-- Start of RECORDS FOR THE EXERCISE --
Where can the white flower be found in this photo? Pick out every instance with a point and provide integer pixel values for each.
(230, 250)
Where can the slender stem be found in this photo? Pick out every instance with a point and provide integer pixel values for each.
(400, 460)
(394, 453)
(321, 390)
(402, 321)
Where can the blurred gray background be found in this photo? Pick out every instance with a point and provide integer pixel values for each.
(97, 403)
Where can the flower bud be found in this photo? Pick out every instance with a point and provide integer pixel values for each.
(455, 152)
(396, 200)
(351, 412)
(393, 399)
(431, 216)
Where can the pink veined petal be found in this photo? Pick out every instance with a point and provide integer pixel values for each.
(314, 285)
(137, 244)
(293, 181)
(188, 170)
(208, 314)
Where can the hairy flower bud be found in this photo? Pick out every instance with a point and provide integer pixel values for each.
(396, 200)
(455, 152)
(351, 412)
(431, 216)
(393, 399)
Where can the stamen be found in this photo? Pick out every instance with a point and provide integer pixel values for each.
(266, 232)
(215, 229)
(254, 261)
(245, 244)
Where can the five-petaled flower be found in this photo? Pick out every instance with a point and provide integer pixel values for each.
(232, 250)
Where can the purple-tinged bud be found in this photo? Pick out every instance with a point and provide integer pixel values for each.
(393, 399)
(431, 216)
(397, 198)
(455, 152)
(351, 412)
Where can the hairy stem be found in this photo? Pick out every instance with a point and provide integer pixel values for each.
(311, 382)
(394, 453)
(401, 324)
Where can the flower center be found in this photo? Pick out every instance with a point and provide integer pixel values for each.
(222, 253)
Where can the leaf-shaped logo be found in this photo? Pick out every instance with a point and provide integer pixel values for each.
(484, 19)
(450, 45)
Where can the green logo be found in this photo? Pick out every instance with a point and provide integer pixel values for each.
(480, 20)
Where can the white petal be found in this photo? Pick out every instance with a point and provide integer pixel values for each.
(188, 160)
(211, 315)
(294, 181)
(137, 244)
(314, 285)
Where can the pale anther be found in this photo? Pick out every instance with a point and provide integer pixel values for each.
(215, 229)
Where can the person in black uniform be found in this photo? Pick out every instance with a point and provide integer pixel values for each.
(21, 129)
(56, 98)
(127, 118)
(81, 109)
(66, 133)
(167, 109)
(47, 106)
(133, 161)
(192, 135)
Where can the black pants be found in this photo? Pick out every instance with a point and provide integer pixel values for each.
-- End of RECORDS FOR THE EXERCISE --
### STATED TASK:
Quote each line of the listing above exactly.

### COMPLETED EXERCISE:
Where can the white flower be found in this photo? Pick out every instance with a point and provide integer pixel values for each.
(230, 250)
Where can the slender stem be found in this photo? Pick out every instance with a point and provide integer pixel values for each.
(400, 460)
(394, 453)
(321, 390)
(402, 321)
Where can the blurred gray background be found in this photo? Pick out every instance with a point and provide integer pixel values for each.
(97, 403)
Where can the flower bud be found in this photo? Pick out every instance with a point and provide integer pixel values for each.
(455, 152)
(396, 200)
(351, 412)
(393, 399)
(431, 216)
Where can the pink veined petal be found in this photo? Pick out every instance with a point and provide integer pixel values for each.
(314, 285)
(137, 244)
(293, 181)
(188, 170)
(208, 314)
Where can the hairy flower bud be found in this photo? Pick out every instance with a point and provide integer pixel values for each.
(396, 200)
(455, 152)
(351, 412)
(431, 216)
(393, 399)
Where can the stamen be found in this photo? Pick out every instance with a point and provide integer pixel values for each.
(266, 232)
(215, 229)
(254, 261)
(245, 244)
Where can the five-petaled flower be found in this photo? Pick out every instance with a point and provide integer pixel values for each.
(232, 250)
Where can the purple-tinged bud be found in this photo? Pick out every instance with a point and provide integer pixel values for each.
(393, 399)
(431, 216)
(397, 198)
(455, 152)
(351, 412)
Where can the hairy stem be found in this photo? Pick out every instance with a point and provide integer pixel values for each.
(311, 382)
(394, 453)
(401, 324)
Where can the flower center be found in this photo? Pick out every instance with a point and provide integer pixel values for each.
(222, 253)
Where can the leaf-shaped logo be found in this photo? Pick out every instance with a point and provide integer pixel values for each.
(484, 19)
(450, 45)
Where can the green logo be found in this photo? Pick out every instance with a point and provide integer pixel values for each.
(480, 20)
Where can the white petal be found in this photo? Pick out every instance with a point and provide integer pixel values for each.
(188, 160)
(211, 315)
(294, 181)
(137, 244)
(314, 285)
Where can the pale anther be found in this photo? Pick out every instance with a point and provide integer pixel values for each.
(215, 229)
Where can the person in black uniform be found in this photo? Pick out every instance with a point and provide integer pixel values for each.
(21, 129)
(56, 98)
(127, 118)
(81, 109)
(66, 133)
(167, 109)
(47, 106)
(133, 161)
(192, 135)
Where can the black pants be found in this photo? Pick out every instance with a point and provide integer pixel values for each.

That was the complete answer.